Следующий шаг вперед произошел, когда пациент сказал, что это я преграждающая сила, и что моя выдающаяся особенность состоит в том, «что я не могу выдерживать». Теперь я работал над предположением, что преследующий объект, не допускающий никакого творческого взаимоотношения - это тот, который «не может выдерживать», но я все еще не понимал, что именно он не может выдерживать. Соблазнительно было предположить, что это - всякое творческое взаимоотношение, что становилось невыносимым для преследующего объекта вследствие зависти и ненависти к творящей паре. К сожалению, это ни к чему не привело, поскольку данный аспект материала уже был прояснен и не вызвал никакого продвижения. Таким образом, вопрос о том, что именно невозможно выдерживать, ждал своего решения.

* [ПЕРЕЧЕНЬ ЗАПИСЕЙ]:
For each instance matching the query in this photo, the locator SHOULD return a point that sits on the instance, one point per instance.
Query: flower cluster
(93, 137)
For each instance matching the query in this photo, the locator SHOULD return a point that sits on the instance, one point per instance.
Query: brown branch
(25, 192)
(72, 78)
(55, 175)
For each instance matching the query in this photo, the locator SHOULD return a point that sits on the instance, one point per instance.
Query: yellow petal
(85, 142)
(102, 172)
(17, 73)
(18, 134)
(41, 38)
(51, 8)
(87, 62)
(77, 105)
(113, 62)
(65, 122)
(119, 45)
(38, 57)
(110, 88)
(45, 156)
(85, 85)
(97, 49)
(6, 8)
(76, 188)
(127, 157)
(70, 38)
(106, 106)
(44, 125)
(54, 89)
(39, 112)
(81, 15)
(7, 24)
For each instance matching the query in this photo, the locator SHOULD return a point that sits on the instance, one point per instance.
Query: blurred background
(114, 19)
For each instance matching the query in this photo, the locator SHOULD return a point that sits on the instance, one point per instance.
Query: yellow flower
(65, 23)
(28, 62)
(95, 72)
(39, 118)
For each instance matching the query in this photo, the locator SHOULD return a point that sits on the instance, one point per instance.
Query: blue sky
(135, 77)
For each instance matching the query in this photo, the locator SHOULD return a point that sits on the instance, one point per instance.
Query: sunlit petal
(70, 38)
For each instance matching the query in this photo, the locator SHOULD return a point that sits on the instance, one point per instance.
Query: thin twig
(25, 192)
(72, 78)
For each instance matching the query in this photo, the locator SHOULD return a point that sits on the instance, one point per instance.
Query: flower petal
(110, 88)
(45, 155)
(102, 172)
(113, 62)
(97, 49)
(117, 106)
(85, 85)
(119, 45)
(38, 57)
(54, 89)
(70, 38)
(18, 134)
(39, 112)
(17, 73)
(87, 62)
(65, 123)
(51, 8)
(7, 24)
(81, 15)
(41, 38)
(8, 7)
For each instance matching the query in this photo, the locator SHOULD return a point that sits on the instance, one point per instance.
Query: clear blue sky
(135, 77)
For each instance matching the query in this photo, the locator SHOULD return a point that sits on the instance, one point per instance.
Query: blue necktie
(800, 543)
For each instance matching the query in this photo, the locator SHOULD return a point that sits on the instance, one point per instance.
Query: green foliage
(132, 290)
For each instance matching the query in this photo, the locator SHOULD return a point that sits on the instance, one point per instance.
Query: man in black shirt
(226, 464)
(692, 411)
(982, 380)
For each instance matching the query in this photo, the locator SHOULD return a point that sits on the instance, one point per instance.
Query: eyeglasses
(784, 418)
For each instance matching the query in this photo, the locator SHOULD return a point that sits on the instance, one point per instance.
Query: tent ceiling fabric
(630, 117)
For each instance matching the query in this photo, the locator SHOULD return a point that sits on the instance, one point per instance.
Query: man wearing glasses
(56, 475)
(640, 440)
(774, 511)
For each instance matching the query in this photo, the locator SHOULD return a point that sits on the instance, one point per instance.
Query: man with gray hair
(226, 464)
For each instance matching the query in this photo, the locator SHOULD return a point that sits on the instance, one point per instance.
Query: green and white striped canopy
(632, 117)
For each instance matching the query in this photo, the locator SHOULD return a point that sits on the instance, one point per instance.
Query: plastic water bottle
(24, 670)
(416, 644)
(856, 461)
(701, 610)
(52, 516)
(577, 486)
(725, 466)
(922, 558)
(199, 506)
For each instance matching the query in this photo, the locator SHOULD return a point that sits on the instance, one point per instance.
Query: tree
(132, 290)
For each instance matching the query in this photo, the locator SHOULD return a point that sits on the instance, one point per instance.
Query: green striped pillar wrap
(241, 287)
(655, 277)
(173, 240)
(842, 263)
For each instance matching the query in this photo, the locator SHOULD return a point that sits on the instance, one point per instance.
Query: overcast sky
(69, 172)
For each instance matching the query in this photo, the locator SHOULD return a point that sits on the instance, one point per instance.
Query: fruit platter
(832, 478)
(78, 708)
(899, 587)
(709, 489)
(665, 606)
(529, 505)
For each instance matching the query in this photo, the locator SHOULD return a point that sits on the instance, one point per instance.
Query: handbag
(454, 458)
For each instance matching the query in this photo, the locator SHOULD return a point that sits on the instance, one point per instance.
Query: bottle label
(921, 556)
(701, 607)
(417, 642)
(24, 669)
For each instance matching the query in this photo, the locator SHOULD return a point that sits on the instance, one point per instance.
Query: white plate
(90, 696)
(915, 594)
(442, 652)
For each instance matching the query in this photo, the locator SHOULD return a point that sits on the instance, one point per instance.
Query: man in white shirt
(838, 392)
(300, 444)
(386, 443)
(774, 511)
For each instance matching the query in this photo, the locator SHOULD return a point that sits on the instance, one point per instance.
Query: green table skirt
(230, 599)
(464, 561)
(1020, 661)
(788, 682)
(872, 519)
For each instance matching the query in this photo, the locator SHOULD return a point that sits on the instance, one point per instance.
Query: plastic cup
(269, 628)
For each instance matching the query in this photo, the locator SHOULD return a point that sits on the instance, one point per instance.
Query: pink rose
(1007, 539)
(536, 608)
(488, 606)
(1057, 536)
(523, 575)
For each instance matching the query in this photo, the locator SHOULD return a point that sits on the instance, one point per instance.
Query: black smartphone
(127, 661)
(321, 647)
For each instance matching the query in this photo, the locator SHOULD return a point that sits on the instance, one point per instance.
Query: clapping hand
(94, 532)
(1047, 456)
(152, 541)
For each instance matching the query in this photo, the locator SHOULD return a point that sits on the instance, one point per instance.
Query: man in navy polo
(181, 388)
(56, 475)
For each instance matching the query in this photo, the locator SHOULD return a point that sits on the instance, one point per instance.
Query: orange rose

* [ЦЕЛЬ ЗАДАНИЯ]: В чем, по словам пациента в исходном фрагменте, состоит выдающаяся особенность рассказчика?

* [ОТВЕТ НА ЗАДАНИЕ]: В том, «что я не могу выдерживать».